Assignment —
What you return must match the listing below word for word.
Top of Data supplied
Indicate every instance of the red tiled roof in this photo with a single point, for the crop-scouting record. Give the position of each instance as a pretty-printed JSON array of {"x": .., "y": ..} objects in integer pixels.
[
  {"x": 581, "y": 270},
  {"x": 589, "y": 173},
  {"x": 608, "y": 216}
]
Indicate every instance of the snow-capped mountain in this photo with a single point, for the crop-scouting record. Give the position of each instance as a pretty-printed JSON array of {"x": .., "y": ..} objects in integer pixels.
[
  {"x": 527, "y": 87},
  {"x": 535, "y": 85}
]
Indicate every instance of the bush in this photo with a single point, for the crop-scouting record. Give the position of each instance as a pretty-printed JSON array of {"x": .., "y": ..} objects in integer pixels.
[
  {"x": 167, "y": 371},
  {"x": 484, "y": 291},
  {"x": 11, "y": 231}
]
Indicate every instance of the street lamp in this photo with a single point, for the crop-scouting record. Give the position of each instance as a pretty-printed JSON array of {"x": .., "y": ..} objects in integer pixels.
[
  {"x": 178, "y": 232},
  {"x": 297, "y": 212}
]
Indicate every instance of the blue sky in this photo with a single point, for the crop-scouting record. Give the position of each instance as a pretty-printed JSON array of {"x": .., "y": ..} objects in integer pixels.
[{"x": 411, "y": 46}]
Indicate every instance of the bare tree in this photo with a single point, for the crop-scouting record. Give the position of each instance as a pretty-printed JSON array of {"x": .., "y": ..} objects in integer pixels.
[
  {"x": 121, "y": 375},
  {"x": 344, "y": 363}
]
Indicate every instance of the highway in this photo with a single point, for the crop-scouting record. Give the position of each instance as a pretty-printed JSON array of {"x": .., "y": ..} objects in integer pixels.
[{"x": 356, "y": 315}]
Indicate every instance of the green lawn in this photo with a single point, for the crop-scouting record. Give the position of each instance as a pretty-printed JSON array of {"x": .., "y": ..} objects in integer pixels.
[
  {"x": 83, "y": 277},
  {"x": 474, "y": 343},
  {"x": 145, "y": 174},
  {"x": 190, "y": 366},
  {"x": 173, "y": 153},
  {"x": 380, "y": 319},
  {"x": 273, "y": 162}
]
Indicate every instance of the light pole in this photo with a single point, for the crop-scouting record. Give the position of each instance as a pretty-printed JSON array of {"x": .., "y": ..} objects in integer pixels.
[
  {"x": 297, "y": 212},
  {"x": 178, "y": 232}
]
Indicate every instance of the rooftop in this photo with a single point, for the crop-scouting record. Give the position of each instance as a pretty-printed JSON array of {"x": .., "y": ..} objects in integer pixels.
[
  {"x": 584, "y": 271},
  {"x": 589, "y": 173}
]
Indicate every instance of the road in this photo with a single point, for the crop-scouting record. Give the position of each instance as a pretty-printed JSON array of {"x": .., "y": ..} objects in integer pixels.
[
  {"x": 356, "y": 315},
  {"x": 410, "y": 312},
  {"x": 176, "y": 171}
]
Bottom of Data supplied
Response area —
Indicate every instance of the red tiled roof in this photo with a single point, for the crop-scouting record. Give the position of each instance as a pretty-printed JSON array of {"x": .., "y": ..} objects in integer pixels.
[
  {"x": 581, "y": 270},
  {"x": 589, "y": 173},
  {"x": 608, "y": 216}
]
Indicate every instance of the snow-capped mountain in this photo with a single point, for the crop-scouting record. Give the position of each instance as a pretty-printed JSON array of {"x": .., "y": ..} objects in integer pixels.
[
  {"x": 527, "y": 87},
  {"x": 535, "y": 85}
]
Indicate every instance of the bush in this photo with a single point, for the crop-scouting record. Give the position of each instance as a pretty-printed JSON array of {"x": .., "y": ..} objects in integer pixels.
[
  {"x": 167, "y": 371},
  {"x": 484, "y": 291},
  {"x": 11, "y": 231}
]
Indicate every instance of the street lamp in this photo with a single point, for the crop-scouting record. Give the position of each instance as a pretty-printed JSON array of {"x": .., "y": ..} objects in integer pixels.
[
  {"x": 178, "y": 232},
  {"x": 297, "y": 212}
]
Indicate every instance of the blue sky in this photo with a single point, for the crop-scouting record. Give the position of each instance as a pretty-printed JSON array of {"x": .., "y": ..} objects in integer pixels.
[{"x": 411, "y": 46}]
Indicate every instance of the bare tree in this photo with a single point, for the crop-scouting record. Give the position of each instance as a pretty-printed JSON array of {"x": .., "y": ..} objects in integer pixels.
[
  {"x": 121, "y": 375},
  {"x": 344, "y": 363}
]
Indicate every instance of the highway in this photo with a single point, for the crop-scouting record. Give the position of each instance as a pretty-printed JSON array of {"x": .., "y": ..} objects in integer pixels.
[{"x": 356, "y": 315}]
Indicate every instance of the green lawn in this photo with a single point, for the crop-scouting record. Give the position of each instance as a pretty-printed JSON array of {"x": .., "y": ..} objects in integer pixels.
[
  {"x": 83, "y": 277},
  {"x": 474, "y": 343},
  {"x": 145, "y": 174},
  {"x": 190, "y": 366},
  {"x": 173, "y": 153},
  {"x": 380, "y": 319},
  {"x": 273, "y": 162}
]
Indicate every instance of the light pole in this photo with a single point, for the crop-scouting record. Give the position of each instance as a pretty-printed JSON array of {"x": .., "y": ..} objects in integer pixels.
[
  {"x": 297, "y": 212},
  {"x": 178, "y": 232}
]
Indicate every instance of the rooftop in this photo with a single point, for the crop-scouting record. Give the position of each instance as a pretty-printed JSON array of {"x": .., "y": ..} objects in integer pixels.
[
  {"x": 584, "y": 271},
  {"x": 589, "y": 173}
]
Indicate every instance of the road in this photo with a single point, for the crop-scouting record. Give the position of each instance as a pretty-printed JSON array of {"x": .., "y": ..} objects in integer pixels.
[
  {"x": 356, "y": 315},
  {"x": 410, "y": 312},
  {"x": 176, "y": 171}
]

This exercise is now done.